**Document section:**
# # #

Delivery trucks supplying supermarkets, grocery stores and the public during lockdown have been providing a vital lifeline. The dramatic shift to online shopping prompted by COVID-19 is likely to precipitate a new era of shopping habits and transport logistics.
Meeting demand for deliveries will mean more trucks on the road, which has huge environmental implications. In the UK, the John Lewis Partnership, which owns the John Lewis & Partners and Waitrose & Partners brands, is taking its responsibilities seriously by accelerating its net zero carbon plans across its transport fleet, with a commitment to end the use of fossil fuels by 2030. To fill its Waitrose heavy trucks, the John Lewis Partnership is building a new biomethane gas filling station at its Bracknell site in partnership with Air Liquide. Food waste and water materials will be used to make the biomethane, slashing CO2 emissions by 80%. The big brand owners say the site will ‘save over 70,000 tonnes of CO2, equivalent to the carbon footprint produced by over 13,000 UK households’.
“The evidence of climate change is all around us, so it’s important we act now using available technology rather than wait for unproven solutions to appear. We are working hard towards our new aim of removing all fossil fuel from our transport fleet by 2030, which will reduce our carbon emissions by over half a million tonnes and gets us well on the way to our ultimate target of operating a net zero carbon emission fleet,” said Justin Laney, Partner & General Manager of Central Transport at the John Lewis Partnership.

# # #

**What you will do:**
1. In the passage on grocery delivery trucks, swap "lockdown" for "quarantine" and give everything from "Delivery trucks supplying" down to "and transport logistics.".
2. According to the first sentence of the passage on grocery delivery trucks, what do the delivery trucks supply? List each one.
The data after this point is separate material, distinct from the passage.

**Exercise data:**
# # #

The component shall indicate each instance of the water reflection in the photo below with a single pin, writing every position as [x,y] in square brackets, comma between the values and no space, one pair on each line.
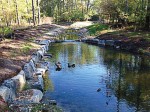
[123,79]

# # #

**List of solutions:**
1.
Delivery trucks supplying supermarkets, grocery stores and the public during quarantine have been providing a vital lifeline. The dramatic shift to online shopping prompted by COVID-19 is likely to precipitate a new era of shopping habits and transport logistics.

2.
- supermarkets
- grocery stores
- the public